PROBLEM | For the entries below, print exactly the lines between the line holding "Target — police van" and the line holding "Target — blue hatchback car", inclusive, and nothing else.

(Saved data entries)
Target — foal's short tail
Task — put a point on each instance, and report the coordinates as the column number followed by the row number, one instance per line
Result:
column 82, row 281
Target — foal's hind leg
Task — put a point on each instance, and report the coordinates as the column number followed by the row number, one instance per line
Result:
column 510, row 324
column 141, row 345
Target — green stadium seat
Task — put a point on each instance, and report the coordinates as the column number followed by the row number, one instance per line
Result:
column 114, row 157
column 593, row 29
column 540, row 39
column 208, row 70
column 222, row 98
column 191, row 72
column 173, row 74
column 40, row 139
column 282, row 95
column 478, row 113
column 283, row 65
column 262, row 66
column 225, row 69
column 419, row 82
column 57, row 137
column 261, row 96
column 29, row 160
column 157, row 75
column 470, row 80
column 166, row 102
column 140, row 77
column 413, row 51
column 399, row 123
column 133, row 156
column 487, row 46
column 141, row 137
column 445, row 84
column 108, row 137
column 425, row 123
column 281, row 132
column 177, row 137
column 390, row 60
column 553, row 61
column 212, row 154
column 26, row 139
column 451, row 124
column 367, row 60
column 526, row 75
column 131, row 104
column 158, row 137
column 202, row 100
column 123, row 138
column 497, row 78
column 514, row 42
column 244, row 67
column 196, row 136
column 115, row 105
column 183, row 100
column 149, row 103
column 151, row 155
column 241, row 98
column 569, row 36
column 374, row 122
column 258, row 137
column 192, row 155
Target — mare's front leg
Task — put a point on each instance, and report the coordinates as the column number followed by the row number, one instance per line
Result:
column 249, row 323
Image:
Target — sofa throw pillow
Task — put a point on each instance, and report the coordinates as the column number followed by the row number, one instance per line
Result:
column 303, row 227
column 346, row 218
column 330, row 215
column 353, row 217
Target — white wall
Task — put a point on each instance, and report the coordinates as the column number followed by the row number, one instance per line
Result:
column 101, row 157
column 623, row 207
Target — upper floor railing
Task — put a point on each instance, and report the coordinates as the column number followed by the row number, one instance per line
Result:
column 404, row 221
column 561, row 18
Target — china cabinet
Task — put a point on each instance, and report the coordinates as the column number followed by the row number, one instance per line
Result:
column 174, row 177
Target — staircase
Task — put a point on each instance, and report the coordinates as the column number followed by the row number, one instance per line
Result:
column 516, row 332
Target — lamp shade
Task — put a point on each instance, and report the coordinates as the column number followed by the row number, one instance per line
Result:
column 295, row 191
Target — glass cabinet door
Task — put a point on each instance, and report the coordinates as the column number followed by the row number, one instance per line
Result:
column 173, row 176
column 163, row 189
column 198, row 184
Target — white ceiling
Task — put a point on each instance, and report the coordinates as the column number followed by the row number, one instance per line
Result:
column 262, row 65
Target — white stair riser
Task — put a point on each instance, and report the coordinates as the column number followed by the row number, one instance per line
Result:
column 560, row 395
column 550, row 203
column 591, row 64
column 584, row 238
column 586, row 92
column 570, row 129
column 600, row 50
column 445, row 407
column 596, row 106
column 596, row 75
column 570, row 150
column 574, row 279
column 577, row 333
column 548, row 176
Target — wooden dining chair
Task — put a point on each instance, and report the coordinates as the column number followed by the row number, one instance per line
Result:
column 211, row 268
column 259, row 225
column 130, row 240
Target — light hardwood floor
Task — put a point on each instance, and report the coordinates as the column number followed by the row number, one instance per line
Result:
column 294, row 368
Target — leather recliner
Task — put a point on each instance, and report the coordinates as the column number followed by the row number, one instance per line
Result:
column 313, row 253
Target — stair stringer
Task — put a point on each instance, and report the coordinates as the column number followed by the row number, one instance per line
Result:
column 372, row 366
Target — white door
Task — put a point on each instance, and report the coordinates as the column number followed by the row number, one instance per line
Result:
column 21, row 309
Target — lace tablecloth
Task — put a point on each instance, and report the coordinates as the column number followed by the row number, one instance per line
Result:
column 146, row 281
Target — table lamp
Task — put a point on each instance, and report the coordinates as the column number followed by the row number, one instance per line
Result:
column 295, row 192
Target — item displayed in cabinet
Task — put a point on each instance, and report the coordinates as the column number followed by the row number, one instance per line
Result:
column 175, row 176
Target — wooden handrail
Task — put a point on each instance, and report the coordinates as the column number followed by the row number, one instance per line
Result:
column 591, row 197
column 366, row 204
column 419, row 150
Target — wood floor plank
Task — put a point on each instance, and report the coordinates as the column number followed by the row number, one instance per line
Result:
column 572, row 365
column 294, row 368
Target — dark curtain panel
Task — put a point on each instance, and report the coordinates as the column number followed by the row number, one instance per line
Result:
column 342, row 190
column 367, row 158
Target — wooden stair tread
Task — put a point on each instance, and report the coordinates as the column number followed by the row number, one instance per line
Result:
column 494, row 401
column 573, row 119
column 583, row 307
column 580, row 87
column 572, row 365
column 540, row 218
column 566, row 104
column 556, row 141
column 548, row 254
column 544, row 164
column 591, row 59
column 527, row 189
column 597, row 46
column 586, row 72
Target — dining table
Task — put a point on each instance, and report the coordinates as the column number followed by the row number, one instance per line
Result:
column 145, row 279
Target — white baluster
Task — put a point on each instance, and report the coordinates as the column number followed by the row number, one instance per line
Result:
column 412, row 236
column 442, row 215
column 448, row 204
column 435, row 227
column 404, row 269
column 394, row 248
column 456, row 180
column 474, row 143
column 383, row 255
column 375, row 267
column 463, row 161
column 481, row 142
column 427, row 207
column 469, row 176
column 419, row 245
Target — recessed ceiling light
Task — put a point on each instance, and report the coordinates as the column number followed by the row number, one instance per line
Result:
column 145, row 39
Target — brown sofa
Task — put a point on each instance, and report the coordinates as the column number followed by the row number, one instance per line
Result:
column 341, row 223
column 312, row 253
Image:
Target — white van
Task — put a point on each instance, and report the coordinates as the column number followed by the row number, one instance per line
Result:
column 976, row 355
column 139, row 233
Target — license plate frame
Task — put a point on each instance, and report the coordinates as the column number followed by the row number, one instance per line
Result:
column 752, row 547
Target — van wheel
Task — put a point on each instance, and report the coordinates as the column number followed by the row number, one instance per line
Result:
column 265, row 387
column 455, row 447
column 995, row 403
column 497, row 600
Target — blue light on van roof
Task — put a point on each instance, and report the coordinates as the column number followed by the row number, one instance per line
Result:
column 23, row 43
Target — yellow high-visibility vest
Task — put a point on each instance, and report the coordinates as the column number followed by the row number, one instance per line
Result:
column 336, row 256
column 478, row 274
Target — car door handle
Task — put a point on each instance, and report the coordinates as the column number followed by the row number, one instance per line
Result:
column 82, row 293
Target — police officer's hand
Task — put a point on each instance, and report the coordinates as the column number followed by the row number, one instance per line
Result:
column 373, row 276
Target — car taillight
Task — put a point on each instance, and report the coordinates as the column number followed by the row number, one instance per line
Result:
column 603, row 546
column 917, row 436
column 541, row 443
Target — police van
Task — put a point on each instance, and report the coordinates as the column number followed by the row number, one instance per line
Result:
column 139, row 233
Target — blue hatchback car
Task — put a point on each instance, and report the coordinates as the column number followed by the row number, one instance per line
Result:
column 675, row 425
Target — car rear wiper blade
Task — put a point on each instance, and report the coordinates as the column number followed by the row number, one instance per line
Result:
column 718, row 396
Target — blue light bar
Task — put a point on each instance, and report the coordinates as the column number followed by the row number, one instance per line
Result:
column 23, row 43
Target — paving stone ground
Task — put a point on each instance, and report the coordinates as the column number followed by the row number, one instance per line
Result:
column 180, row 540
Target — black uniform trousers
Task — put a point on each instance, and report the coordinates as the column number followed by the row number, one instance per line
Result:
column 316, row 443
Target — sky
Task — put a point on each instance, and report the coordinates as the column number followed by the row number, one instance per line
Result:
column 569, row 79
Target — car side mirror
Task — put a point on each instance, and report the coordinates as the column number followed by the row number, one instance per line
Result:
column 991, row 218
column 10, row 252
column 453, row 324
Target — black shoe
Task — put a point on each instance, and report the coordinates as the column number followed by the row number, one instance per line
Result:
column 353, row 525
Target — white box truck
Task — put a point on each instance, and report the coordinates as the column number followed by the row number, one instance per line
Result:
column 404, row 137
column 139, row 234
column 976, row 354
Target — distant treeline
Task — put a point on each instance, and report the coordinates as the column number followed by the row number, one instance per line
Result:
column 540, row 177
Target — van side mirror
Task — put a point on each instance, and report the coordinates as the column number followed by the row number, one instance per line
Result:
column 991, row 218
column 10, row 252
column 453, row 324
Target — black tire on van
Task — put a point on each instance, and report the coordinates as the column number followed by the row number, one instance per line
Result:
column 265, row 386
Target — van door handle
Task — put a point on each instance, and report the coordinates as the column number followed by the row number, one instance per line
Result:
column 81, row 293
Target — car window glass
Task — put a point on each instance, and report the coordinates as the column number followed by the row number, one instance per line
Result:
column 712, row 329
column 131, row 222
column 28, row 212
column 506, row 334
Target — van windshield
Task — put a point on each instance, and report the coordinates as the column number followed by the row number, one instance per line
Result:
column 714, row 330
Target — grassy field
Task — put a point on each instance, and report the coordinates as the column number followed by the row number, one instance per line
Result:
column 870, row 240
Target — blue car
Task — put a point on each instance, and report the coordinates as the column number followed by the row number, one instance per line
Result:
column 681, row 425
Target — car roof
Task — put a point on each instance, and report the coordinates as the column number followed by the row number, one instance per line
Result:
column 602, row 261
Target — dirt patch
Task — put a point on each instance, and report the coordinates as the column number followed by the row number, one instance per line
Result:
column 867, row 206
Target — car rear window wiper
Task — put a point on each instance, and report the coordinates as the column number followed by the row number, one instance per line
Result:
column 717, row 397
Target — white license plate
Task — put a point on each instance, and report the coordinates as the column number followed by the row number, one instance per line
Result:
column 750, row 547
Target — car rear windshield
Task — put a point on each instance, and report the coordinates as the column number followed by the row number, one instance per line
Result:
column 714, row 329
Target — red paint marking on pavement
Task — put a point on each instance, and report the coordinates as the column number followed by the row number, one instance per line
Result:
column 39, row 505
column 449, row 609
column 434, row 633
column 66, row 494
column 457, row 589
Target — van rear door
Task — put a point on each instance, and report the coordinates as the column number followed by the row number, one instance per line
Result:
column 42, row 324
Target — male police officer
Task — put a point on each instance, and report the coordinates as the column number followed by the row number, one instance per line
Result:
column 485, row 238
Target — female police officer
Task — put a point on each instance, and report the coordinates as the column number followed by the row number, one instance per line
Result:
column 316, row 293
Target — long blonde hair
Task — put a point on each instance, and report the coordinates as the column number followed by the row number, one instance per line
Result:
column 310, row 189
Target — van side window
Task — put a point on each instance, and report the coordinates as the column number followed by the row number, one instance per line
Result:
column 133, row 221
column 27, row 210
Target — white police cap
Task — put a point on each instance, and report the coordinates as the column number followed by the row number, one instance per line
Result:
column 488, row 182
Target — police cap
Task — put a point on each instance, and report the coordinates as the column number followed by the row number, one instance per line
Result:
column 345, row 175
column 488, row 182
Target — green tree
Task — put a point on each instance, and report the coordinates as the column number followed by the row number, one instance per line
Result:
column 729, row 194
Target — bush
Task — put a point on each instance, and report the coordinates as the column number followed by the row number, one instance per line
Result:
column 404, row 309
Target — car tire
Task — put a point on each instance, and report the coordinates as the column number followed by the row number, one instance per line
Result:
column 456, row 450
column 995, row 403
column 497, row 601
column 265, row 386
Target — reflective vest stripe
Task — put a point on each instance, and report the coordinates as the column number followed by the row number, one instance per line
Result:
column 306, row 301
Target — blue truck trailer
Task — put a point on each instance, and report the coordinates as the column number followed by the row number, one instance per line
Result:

ANSWER SPACE |
Target — police van
Task — put a point on each instance, and report the coordinates as the column number followed by the row number, one instance per line
Result:
column 139, row 233
Target — blue hatchback car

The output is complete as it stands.